Task description. Rescale the data below from the line containing "TARGET = pair of glasses on face" up to and including the line containing "(1415, 256)". Write out only that stretch, every line of it, with each coordinate multiplied by 1.25 and rounded to a whole number, halves rounded up, and all other text left unchanged.

Record set.
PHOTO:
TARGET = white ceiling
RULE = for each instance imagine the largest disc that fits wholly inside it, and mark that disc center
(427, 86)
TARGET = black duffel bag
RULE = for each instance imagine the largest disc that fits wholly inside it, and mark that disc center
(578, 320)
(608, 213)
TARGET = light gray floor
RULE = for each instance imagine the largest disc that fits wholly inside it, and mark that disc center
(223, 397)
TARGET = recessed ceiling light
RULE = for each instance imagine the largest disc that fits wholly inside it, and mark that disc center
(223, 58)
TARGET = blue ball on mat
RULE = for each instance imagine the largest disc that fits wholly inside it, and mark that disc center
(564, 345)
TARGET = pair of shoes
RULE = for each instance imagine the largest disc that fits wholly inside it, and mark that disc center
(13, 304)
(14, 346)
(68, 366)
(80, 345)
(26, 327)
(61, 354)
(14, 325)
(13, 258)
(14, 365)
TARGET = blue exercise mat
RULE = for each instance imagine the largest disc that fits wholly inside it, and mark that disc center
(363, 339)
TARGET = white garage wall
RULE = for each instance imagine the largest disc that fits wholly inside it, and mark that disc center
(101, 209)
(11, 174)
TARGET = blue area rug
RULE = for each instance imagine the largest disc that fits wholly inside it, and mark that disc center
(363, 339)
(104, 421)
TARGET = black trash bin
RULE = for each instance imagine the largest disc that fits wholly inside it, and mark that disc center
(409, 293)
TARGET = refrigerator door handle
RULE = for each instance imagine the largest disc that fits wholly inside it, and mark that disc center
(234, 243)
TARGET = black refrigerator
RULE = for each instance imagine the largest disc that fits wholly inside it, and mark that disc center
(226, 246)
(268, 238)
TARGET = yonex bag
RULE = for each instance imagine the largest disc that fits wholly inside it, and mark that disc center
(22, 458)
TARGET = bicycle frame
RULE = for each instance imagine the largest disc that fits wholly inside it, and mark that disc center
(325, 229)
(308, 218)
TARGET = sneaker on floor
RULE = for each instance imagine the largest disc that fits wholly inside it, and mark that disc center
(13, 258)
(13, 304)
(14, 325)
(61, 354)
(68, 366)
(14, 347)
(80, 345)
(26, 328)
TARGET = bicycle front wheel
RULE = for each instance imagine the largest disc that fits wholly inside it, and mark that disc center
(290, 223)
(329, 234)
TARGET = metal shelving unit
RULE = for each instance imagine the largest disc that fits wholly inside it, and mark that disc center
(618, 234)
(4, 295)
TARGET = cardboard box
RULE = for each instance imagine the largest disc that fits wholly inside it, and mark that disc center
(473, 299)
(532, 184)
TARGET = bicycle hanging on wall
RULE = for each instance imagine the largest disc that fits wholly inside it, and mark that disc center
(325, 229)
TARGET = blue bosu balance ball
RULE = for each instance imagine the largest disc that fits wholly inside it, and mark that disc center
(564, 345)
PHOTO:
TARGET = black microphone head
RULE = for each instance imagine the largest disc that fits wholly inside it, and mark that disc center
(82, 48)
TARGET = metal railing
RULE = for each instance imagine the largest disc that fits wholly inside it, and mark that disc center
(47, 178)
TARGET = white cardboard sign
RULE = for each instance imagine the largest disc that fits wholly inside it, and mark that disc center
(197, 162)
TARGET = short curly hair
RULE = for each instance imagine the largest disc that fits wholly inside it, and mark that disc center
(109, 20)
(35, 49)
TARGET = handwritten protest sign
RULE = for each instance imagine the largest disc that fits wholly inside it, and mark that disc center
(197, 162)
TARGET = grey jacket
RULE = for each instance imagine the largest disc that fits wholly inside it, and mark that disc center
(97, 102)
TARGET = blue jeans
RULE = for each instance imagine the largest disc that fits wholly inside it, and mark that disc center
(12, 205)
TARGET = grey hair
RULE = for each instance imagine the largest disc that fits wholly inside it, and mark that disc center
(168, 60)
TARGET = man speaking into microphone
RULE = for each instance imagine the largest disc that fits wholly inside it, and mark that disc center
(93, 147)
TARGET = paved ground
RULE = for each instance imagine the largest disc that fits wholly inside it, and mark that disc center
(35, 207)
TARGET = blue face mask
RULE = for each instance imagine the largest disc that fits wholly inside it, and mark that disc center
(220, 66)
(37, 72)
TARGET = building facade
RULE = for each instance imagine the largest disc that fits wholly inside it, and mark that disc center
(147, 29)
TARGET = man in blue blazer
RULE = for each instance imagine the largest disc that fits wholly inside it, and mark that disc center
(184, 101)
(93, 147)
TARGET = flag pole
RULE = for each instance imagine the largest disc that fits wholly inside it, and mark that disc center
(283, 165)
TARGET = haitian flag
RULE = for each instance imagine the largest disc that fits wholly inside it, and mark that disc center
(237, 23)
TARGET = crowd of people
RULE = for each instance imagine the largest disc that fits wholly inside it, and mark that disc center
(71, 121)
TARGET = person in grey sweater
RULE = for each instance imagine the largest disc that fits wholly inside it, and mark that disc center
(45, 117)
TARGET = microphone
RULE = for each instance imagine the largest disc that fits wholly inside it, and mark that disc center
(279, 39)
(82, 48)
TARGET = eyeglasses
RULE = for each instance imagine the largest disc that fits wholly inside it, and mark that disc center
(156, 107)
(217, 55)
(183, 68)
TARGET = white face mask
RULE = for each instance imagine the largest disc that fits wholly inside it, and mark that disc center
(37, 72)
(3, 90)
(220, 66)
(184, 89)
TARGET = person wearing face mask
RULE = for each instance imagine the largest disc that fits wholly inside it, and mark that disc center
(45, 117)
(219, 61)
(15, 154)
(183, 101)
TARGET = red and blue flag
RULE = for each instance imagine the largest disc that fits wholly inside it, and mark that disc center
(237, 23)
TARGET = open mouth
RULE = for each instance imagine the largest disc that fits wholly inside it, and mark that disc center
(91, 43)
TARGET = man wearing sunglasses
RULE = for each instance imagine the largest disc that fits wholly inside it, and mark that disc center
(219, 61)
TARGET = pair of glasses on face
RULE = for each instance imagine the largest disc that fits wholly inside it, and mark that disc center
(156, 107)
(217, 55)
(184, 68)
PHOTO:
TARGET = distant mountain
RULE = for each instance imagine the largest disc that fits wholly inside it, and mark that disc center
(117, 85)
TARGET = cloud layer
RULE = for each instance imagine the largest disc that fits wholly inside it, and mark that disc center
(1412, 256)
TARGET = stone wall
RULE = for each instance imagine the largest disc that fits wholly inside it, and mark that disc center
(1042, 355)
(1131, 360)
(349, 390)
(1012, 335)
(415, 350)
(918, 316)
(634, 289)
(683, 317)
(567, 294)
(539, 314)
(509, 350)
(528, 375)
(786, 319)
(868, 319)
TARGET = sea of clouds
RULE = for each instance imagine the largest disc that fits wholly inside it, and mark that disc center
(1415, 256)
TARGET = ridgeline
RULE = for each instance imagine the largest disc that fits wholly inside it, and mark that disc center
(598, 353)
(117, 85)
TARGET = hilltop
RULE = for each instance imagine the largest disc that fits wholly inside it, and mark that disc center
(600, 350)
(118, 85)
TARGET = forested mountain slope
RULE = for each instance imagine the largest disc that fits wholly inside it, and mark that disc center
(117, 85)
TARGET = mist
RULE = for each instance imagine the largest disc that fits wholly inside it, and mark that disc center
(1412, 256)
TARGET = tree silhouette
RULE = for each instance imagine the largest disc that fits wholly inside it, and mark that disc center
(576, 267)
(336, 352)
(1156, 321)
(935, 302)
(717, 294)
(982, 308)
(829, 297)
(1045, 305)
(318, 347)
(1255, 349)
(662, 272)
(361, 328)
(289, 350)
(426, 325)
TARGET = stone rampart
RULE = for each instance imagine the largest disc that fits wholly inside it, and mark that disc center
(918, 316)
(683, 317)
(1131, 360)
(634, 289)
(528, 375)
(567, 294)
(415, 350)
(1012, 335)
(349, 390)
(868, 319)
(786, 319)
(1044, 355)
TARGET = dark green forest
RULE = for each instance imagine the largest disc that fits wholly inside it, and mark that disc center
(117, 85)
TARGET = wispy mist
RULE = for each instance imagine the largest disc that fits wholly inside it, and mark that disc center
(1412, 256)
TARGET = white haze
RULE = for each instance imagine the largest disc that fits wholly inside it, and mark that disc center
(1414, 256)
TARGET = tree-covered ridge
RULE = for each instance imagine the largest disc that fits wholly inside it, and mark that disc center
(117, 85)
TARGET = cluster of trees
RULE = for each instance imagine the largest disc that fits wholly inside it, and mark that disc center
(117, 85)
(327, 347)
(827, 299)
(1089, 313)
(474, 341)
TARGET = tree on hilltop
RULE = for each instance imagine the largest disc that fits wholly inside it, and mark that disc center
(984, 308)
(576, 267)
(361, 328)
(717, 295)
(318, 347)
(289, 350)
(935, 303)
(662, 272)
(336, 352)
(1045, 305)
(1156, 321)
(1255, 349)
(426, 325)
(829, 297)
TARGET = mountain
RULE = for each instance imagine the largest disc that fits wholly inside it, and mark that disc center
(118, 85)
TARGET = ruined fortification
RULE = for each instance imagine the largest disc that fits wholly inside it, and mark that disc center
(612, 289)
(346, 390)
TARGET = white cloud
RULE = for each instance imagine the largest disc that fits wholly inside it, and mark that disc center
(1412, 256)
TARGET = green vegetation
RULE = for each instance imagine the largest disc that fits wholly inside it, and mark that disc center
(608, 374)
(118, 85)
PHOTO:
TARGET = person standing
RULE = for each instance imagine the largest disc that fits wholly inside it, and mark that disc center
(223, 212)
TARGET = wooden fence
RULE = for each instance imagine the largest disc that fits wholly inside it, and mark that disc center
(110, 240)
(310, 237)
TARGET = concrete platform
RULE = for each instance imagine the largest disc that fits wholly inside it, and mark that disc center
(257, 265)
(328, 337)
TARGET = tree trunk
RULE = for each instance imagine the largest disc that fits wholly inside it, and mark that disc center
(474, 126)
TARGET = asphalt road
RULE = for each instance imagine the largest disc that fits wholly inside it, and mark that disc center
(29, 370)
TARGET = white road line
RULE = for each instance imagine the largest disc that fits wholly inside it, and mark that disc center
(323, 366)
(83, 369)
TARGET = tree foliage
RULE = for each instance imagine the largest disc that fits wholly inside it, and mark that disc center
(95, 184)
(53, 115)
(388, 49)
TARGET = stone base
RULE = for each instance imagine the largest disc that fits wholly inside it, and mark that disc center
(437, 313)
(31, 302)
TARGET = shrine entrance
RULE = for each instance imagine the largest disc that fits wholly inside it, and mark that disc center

Task solution.
TARGET = pair of glasses on face
RULE = for each instance imagine the largest disc that fits wholly inside it, and mark that disc center
(195, 134)
(271, 69)
(230, 85)
PHOTO:
TARGET = distant mountain
RULE = for each instance imagine the largest disc that fits wholly inside it, and mark that disc center
(146, 106)
TARGET = cloud layer
RULE = for each instance imagine the largest disc that fits wholly inside it, and mark that disc center
(1765, 320)
TARGET = stone wall
RULE = for each instance imagine the largest disc that fits wholly inside it, and mark that disc center
(1303, 444)
(1414, 450)
(436, 488)
(1265, 419)
(519, 438)
(1148, 395)
(793, 361)
(854, 396)
(709, 368)
(674, 393)
(636, 438)
(660, 469)
(983, 399)
(1085, 399)
TARGET = sea of clouds
RULE = for each instance imagine the largest disc that fits wholly inside it, and mark that disc center
(1769, 320)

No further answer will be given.